• SET EXERCISE A:
Answer these questions from the book review:
(i) Which press published the book?
(ii) What name is widely given to the controversy over an unelected Court exercising significant power?
(iii) At which university is William Gangi a professor?
• SET EXERCISE B: Reproduce the part of the book review starting with "Vol. 5 No. 12" and going on through "of South Carolina.".

Vol. 5 No. 12 (December, 1995) pp. 289-293
SAVING THE CONSTITUTION FROM THE COURTS by William Gangi. Norman,
Oklahoma: University of Oklahoma Press, 1995. xxiii + 326 pp.
Cloth $45.00.
Reviewed by William Mishler, Department of Government and
International Studies, University of South Carolina.
The role of the Supreme Court in national policymaking has long
excited controversy in American democratic theory. Constitutional
scholars agree that the Court exercises considerable influence
over public policy, but controversy surrounds the propriety of an
unelected and, therefore, putatively "undemocratic"
institution exercising significant power in a democratic society.
This is widely described as the "countermajoritarian
difficulty;" by nullifying policies initiated by duly
elected representatives, the Court is assumed to vitiate the will
of the people and violate the most fundamental principles of
democracy, popular sovereignty and majority rule.
SAVING THE CONSTITUTION FROM THE COURTS is the latest
contribution to a fundamentally normative debate about the proper
role of the courts in American democracy. As the book's title
makes clear, William Gangi, Professor of Government and Politics
at St. Johns University, joins the debate on the side of those
critical of an activist Court. In a passionate and frequently
personal argument -- as much polemical as analytical -- Gangi
accuses the Court of usurping the authority of the elected
branches and depriving the American people of their democratic
birthright.
The central thesis of the book is familiar: the history of the
Court has been one of ever expanding judicial power, increasingly
both illegitimate and destructive of the public's control over
public policy. In Gangi's words, the most important right secured
for Americans by the revolution and enshrined in the Constitution
is "the people's right to decide what public policies are
conducive to the public good..." (p. xiii). Citizens must
recognize, however, that, "fidelity to the framers'
intention is the price Americans must accept for being able to
govern themselves..." (p. xv). Therefore, the Supreme
Court's "duty to interpret the Constitution is circumscribed
by the Court's obligation to discern, submit to, and apply the
clearly discernible intentions of the framers." (p. xvi).

• DATASET ENTRIES:

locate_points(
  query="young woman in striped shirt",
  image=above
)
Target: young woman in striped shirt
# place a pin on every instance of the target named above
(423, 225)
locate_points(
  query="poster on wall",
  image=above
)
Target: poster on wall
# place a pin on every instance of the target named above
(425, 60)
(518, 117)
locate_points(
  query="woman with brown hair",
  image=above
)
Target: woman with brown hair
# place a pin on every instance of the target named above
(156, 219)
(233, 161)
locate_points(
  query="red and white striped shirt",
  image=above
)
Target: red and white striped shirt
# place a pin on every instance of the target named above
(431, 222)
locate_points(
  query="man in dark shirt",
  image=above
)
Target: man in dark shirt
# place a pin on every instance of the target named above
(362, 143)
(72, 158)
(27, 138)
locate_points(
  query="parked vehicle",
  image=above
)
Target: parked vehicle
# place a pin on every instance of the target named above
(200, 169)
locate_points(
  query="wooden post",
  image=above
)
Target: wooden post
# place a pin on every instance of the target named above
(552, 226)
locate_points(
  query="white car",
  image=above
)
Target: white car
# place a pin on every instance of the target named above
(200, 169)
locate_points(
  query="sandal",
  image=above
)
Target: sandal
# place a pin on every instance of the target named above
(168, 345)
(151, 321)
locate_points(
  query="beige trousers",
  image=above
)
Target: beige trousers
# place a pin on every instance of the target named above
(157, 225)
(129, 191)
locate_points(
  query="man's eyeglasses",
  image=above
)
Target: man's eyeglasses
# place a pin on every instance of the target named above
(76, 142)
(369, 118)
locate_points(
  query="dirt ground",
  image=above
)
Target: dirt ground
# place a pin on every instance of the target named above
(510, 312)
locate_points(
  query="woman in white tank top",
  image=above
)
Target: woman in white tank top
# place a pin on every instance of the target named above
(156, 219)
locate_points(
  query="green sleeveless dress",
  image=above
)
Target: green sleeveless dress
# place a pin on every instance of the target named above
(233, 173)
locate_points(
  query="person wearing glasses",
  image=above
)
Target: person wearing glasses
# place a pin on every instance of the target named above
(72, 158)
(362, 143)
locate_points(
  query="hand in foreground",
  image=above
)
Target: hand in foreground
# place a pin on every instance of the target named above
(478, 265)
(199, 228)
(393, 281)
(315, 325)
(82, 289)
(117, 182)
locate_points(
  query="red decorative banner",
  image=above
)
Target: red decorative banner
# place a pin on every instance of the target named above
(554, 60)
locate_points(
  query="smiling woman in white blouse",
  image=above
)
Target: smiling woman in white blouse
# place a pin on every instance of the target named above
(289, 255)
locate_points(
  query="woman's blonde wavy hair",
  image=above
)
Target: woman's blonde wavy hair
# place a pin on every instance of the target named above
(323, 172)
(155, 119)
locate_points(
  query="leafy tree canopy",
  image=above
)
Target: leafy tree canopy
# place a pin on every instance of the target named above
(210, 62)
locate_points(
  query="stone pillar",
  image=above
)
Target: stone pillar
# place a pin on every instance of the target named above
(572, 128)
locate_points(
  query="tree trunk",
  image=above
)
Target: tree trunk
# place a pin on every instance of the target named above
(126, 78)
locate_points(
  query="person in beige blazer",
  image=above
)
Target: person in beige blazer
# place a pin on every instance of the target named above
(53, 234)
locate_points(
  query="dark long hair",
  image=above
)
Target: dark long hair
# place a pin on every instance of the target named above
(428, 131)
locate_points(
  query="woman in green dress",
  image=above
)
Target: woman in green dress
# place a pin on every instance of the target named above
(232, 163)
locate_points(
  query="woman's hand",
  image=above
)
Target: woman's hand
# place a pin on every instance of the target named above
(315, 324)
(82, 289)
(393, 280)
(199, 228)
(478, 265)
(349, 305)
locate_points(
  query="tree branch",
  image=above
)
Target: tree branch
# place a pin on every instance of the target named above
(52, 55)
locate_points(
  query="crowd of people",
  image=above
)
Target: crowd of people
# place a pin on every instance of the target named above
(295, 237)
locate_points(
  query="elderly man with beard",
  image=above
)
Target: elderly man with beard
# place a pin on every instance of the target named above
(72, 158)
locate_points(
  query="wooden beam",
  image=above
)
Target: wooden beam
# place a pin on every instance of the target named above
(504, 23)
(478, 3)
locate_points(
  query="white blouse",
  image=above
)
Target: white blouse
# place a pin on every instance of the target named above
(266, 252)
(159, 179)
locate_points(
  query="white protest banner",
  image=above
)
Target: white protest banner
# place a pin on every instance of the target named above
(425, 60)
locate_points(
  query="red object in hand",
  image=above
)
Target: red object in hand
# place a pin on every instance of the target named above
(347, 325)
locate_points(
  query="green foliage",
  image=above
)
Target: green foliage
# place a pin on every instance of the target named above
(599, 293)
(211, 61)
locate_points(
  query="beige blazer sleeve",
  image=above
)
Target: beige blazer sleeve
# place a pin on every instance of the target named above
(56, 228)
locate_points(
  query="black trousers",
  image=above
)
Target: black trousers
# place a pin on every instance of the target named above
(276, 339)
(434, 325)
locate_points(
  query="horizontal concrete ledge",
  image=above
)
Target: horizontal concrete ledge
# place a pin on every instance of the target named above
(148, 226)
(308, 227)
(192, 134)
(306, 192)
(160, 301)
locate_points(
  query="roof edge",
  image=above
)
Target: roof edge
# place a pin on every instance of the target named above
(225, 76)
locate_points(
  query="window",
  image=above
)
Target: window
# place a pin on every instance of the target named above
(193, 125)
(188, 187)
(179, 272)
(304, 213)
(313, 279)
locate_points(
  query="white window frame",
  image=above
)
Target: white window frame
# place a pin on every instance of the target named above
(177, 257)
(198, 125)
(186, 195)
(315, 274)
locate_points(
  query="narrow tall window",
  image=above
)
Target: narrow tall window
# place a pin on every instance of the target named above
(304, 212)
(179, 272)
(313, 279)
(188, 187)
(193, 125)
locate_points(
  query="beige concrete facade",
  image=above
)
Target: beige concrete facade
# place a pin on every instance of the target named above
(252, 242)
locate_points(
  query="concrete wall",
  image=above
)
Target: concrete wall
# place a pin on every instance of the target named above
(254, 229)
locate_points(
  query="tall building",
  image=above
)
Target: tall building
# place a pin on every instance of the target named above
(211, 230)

• FULL OUTPUT A:
(i) University of Oklahoma Press
(ii) The "countermajoritarian difficulty"
(iii) St. Johns University

• FULL OUTPUT B:
Vol. 5 No. 12 (December, 1995) pp. 289-293
SAVING THE CONSTITUTION FROM THE COURTS by William Gangi. Norman,
Oklahoma: University of Oklahoma Press, 1995. xxiii + 326 pp.
Cloth $45.00.
Reviewed by William Mishler, Department of Government and
International Studies, University of South Carolina.